What you should do> Copy every line of the material below word for word, leaving out the pictures.

Dataset rows on where objects are located>
++++++
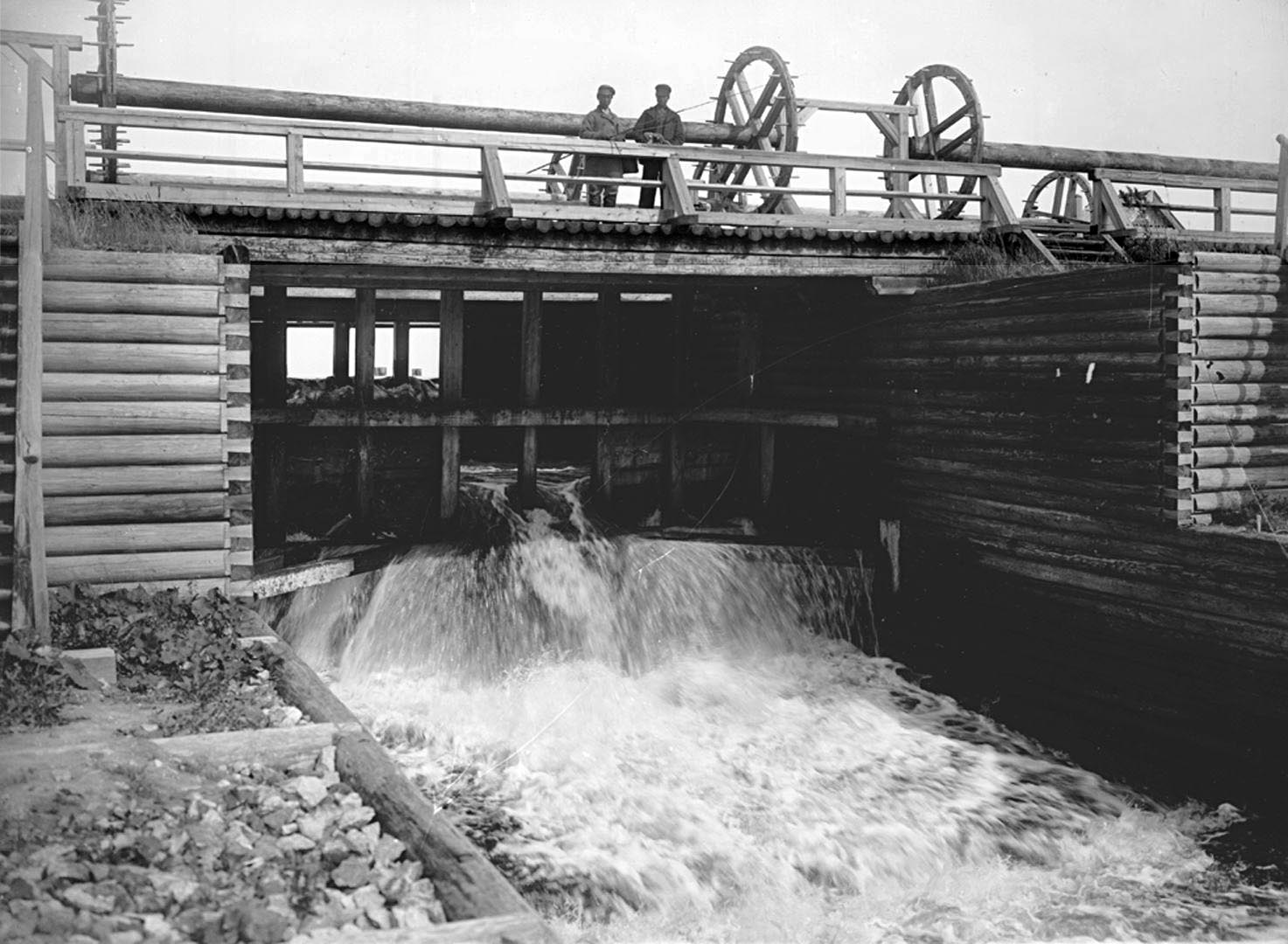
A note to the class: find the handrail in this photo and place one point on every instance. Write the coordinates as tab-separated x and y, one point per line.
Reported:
1282	198
493	196
1110	215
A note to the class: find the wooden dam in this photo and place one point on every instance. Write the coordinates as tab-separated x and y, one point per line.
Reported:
1072	474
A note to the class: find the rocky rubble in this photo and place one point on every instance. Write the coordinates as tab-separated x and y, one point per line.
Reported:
244	854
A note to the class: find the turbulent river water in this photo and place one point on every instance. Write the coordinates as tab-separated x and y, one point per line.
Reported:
669	740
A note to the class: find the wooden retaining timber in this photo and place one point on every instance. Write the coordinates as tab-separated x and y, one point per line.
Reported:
++++++
Solution for this task>
A note to the class: find the handrail in this photo and place one point on every instance. Write the coordinates as tab-separated x and y, one point per line.
Reported:
1282	198
493	196
1110	215
A note to the class: find the wooden dam in this photo and place one point on every instance. Write the coordinates as tab-separated x and y, one point per line.
Reported:
1072	474
A note to the class: find the rocky rubble in this photo and place one point on every instance. Write the coordinates as tab-separated x and y, one point per line.
Reported:
244	854
A note to the class: find the turbulent river water in this photo and place one point on every instance. Write the coordinates as tab-separated x and y, one point per line.
Reported:
669	740
A note to the class: find the wooden retaining timber in this photo and place one point on every instance. Write the coordinates as tab-separated x and y, one point per line.
Reported:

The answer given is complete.